Work required: Please filter the listing below and copy every line that contains the word "fence", matching case exactly.

Data excerpts:
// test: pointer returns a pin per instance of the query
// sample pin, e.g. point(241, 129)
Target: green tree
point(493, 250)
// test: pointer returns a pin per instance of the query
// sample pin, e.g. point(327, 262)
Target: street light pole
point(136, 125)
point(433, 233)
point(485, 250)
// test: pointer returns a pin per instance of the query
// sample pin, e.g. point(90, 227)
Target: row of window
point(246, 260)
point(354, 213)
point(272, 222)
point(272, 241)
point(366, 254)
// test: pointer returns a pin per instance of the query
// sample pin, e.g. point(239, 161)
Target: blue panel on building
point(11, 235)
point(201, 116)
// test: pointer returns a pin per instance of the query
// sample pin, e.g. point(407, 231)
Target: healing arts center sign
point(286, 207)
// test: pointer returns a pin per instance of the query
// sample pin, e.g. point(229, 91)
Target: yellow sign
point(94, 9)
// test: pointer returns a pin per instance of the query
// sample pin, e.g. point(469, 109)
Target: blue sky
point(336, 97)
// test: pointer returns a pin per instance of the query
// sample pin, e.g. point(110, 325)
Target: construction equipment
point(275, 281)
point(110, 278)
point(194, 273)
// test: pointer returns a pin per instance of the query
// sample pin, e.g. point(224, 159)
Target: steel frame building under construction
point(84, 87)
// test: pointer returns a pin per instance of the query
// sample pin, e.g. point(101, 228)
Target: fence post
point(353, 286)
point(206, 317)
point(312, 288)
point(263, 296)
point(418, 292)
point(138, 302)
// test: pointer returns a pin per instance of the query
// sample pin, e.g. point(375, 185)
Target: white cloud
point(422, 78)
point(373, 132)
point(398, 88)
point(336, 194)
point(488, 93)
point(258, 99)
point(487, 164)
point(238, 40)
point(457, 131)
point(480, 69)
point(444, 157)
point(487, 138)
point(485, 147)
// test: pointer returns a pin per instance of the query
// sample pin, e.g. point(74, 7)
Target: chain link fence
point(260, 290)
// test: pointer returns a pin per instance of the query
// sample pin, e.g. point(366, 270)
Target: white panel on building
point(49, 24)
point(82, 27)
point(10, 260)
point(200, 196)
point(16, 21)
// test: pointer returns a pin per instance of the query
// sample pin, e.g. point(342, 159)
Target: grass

==

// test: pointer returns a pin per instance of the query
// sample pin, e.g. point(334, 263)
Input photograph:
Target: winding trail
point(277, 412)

The solution:
Target: fence post
Target: chain link fence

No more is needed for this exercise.